--- Supplied data ---
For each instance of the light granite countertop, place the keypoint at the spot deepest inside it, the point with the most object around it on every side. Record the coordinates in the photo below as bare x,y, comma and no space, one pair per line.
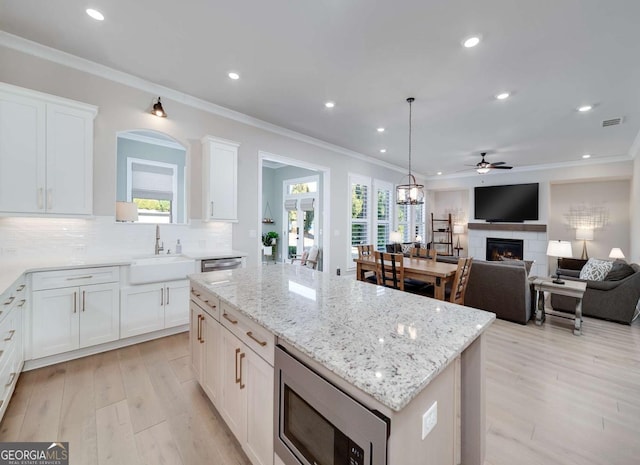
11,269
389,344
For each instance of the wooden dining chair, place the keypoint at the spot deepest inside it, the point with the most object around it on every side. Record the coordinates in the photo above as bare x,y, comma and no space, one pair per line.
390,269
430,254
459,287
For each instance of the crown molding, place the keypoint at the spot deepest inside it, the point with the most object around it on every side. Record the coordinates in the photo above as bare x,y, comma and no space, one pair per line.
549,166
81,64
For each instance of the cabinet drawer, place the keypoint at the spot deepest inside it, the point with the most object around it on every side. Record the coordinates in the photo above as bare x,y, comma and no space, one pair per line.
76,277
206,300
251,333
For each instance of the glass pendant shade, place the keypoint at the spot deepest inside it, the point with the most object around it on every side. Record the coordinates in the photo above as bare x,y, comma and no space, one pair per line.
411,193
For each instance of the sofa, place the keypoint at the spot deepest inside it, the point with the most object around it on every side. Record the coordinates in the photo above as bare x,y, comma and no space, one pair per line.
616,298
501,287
---
▸ **How to complete this task**:
Pictures stay out; the records above are otherwise reproduced exactly.

▸ **Worked solution**:
For each instance of the light granite countertop, place the keypoint at the spot deepest inside it, the point with the most object around it on every side. Record the coordinates in the photo below as bare x,y, comma and no space, one pair per line.
11,269
389,344
For each instance of the wooden dining chair, place the keypoint at the spot deepest inside it, the point with the most object around it on every side. Record the coordinates in the photo above as bare x,y, comma and no space, one pair per line.
390,269
430,254
459,287
For each instance of the crown molding, place the keypoint at the spot deepest inside it, the point with the most object around it on every side. Record the coordinates in the photo above as bare x,y, comma and no space, one pair per line.
549,166
81,64
For each instance of the cabinet drawer, place the keypoint at the spot deepest inside it, the point with the most object around it on every side. Record the coordinates in the photo above as bare x,y, comma and no space, one pair per line.
76,277
206,300
251,333
For each instance of the glass pendant shade, place the keypoint at the spot deepest inside it, the point with the most object around it on every side. Record the coordinates in the photo above as bare x,y, comma and no space, one pair per line.
411,193
For each instance of the sofa, place the keypoint at the spot deepest inside it, the point with the most object around it on every side. Record the coordinates in the photo above as bare x,y, comma and no space, one pair per line.
616,298
501,287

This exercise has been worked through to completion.